++++ BLOQUE DE TEXTO

Tras el 12 de octubre de 1492, hubo un día después. Los soldados dejaron paso a funcionarios, cobradores de impuestos… e ingenieros. Por lo general, su contribución no ha sido tenida en cuenta en los libros de historia, ciencia, tecnología o gestión empresarial. La épica de la vida cotidiana, sin embargo, está basada en las obras públicas. Sin caminos, alcantarillado, puertos, faros, arsenales, “aguas turbulentas y anillos de piedra”, la globalización no hubiera tenido continuidad.
En este artículo, extraemos algunas historias del libro Un imperio de ingenieros. Una historia del imperio español a través de sus infraestructuras escrito (Taurus) por Felipe Fernández-Armesto y por mí, Manuel Lucena Giraldo.
El origen de los ingenieros españoles
Encontraremos muchos aspectos interesantes y desconocidos. La aportación a las obras públicas de religiosos es uno de ellos. Fray Francisco de Tembleque, por ejemplo, fue el artífice del acueducto de Cempoala, el mayor de los que existían en el virreinato mexicano. En el siglo XVI, el ingeniero era alguien que poseía ingenio, dotado de destrezas y competencias técnicas, militares y civiles. Era gente que aprendía de la experiencia. Solo con el rey-planeta Felipe II apareció, por imperativo de la conservación del imperio global hispano, una institucionalización de la profesión, que se halla entre las primeras del mundo. Las infraestructuras fueron el verdadero andamiaje sobre el que se sustentó la monarquía hispana, extendida en cuatro continentes, la primera de semejante dimensión en la historia de la humanidad, además en una era preindustrial.

++++++++
++++ MATERIAL EXTRAÍDO

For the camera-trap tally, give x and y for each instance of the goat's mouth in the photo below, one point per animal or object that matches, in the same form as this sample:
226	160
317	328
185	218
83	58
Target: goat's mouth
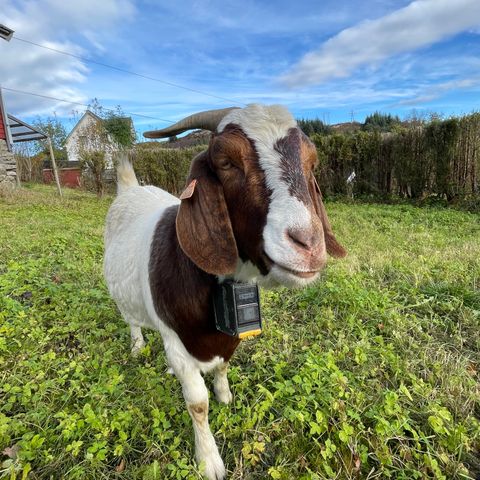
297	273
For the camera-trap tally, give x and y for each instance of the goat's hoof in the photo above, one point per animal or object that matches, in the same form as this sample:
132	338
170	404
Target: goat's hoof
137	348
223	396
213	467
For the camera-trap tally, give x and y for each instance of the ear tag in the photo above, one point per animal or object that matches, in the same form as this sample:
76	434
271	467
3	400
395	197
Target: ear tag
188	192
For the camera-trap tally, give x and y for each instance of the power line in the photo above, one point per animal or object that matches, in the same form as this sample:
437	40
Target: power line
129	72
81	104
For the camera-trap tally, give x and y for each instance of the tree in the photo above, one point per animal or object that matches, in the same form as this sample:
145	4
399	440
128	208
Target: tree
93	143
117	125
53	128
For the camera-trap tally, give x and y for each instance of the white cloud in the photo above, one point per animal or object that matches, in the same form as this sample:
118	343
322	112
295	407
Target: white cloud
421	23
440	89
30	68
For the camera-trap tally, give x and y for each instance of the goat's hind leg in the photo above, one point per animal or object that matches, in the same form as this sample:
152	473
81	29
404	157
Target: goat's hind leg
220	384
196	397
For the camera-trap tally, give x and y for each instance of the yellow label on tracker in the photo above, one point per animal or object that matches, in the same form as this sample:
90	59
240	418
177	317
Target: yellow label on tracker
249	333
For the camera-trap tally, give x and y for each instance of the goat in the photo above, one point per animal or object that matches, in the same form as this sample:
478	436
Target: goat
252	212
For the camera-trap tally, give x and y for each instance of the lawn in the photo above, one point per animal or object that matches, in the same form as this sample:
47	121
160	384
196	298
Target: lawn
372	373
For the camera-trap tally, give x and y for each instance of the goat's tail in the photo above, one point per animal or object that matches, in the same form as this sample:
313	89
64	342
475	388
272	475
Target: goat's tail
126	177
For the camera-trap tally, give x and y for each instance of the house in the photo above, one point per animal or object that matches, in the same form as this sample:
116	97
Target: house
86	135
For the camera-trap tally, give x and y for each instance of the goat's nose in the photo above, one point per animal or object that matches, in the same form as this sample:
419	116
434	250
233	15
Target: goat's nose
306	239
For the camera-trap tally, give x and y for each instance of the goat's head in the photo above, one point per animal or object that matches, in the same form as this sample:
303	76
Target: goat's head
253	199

++++++++

Repite sin ningún cambio el fragmento del texto sobre los ingenieros del imperio español que va desde las palabras "Tras el 12 de" hasta las palabras "Manuel Lucena Giraldo.", incluidas estas últimas. El listado no interviene para nada en esto.

Tras el 12 de octubre de 1492, hubo un día después. Los soldados dejaron paso a funcionarios, cobradores de impuestos… e ingenieros. Por lo general, su contribución no ha sido tenida en cuenta en los libros de historia, ciencia, tecnología o gestión empresarial. La épica de la vida cotidiana, sin embargo, está basada en las obras públicas. Sin caminos, alcantarillado, puertos, faros, arsenales, “aguas turbulentas y anillos de piedra”, la globalización no hubiera tenido continuidad.
En este artículo, extraemos algunas historias del libro Un imperio de ingenieros. Una historia del imperio español a través de sus infraestructuras escrito (Taurus) por Felipe Fernández-Armesto y por mí, Manuel Lucena Giraldo.